» What needs to be done
Please set down, unchanged, the line containing "Expected behaviour: the" and all the lines that follow it until the data below ends.

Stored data
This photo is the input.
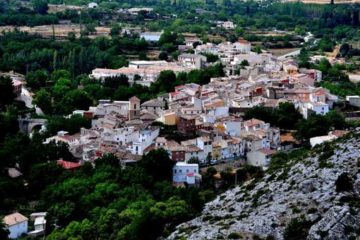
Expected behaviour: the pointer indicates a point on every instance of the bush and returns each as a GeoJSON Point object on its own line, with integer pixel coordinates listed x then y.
{"type": "Point", "coordinates": [297, 229]}
{"type": "Point", "coordinates": [344, 183]}
{"type": "Point", "coordinates": [234, 236]}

» Completed exercise
Expected behaviour: the pointer indicates a point on every instance of the bush and returns each as a GeoJSON Point object on its own line, with integer pixel coordinates listed x then y.
{"type": "Point", "coordinates": [297, 229]}
{"type": "Point", "coordinates": [344, 183]}
{"type": "Point", "coordinates": [234, 236]}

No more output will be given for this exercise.